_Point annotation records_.
-------

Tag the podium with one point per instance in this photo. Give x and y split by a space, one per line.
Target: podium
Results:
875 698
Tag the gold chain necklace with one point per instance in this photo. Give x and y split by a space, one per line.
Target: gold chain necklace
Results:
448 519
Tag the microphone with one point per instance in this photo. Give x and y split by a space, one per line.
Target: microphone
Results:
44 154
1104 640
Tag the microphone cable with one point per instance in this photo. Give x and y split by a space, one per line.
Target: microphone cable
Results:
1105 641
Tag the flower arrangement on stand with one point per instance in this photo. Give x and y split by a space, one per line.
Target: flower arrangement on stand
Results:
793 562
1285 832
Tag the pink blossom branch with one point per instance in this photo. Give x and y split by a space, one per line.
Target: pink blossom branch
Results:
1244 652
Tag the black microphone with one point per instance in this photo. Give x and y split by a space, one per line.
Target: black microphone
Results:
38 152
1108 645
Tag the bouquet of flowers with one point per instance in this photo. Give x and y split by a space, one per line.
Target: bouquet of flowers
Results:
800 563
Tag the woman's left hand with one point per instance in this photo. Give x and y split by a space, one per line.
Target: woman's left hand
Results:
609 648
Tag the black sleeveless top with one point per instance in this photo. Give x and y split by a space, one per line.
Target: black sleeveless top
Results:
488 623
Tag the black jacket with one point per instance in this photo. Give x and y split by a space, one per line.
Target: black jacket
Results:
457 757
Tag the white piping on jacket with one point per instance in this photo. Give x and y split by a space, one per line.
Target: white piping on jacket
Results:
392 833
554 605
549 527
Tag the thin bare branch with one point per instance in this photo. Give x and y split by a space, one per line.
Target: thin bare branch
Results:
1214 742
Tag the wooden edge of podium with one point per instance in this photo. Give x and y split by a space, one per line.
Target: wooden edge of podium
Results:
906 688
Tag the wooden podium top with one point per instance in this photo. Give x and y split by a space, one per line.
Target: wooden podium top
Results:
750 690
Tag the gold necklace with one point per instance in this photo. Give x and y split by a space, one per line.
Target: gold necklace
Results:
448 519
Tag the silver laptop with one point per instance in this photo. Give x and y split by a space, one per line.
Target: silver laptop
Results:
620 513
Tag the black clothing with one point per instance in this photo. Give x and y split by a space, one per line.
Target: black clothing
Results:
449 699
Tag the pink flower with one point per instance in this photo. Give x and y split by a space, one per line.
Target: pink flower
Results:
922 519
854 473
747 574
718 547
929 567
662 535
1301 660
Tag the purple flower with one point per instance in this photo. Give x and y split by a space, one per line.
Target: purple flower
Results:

-------

Return the entries in full, keeping every line exactly as it is.

_Output_.
Tag the podium with one point per instance in this photo. Give x and y split by a space, one per line.
Target: podium
Results:
875 698
Tag the gold chain necklace with one point per instance in this photo. Give x and y split by a space, one per line.
Target: gold chain necklace
Results:
448 519
Tag the microphone with one point per instance in this photo. Give x and y split by a space, one per line.
Target: microphone
Results:
44 154
1104 640
Tag the microphone cable with one point per instance in this photo. Give x and y split by a space, one per line.
Target: microphone cable
Results:
1105 641
Tag the flower arrangement on stand with one point per instance in this photo. Give x and y split by a space, one per line.
Target: flower arrangement on stand
Results:
793 562
1285 832
Tag the pink blossom branch with one point per instance in this photo. Give x and y split by a space, one per line.
Target: pink blossom branch
Results:
1244 652
Tag the black microphone with one point per instance in this photo. Give x and y split by a space, one per line.
Target: black microphone
Results:
38 152
1108 645
Tag the bouquet of flowers with one point per instance in this photo. Give x and y split by a space, one per line.
Target: bouquet of flowers
Results:
800 563
Tag the woman's left hand with one point per instance in this photo. Give x and y split by a space, one per line.
Target: woman's left hand
Results:
609 648
Tag the black sleeveless top with one point per instance in this photo. Give x and y split by a space, one per line.
Target: black sleeveless top
Results:
488 623
Tag the black jacket with one point per instance in this photo. Give x and y split by a space, one per line.
Target: black jacket
Results:
457 757
Tag the white piping on jacket with one point per instance in this photo. Give x and y split by a space, one per line.
Target: white piping on jacket
Results:
392 833
554 605
549 527
Tag the thin bare branch with one point per instance in this photo. Give x and y split by a space, one per line.
Target: thin bare branch
Results:
1214 742
Tag the wooden edge of podium with one point per instance in this photo. Give x and y split by a space, one per line.
Target: wooden edge of podium
Results:
906 688
Tag the wooden podium top with one point per instance in this photo. Give x and y split by a space, one per line.
Target: wooden podium top
Results:
750 690
Tag the gold necklace with one point per instance in this photo. Give x and y split by a space, one per line.
Target: gold necklace
Results:
448 519
Tag the silver laptop with one point per instance in this photo. Give x and y split by a space, one per line.
Target: silver laptop
Results:
620 513
Tag the black clothing with one point per instance in this photo. Give x and y split by a space, one per line.
Target: black clothing
Results:
449 699
Tag the pink flower with one point per instance in this photo. Give x and y split by a space, one per line.
Target: pink flower
Results:
922 519
854 473
747 574
718 547
929 567
662 535
1301 660
Tag the purple flower with one point per instance in this photo. Give x and y split by a space, one per line.
Target: purple flower
Results:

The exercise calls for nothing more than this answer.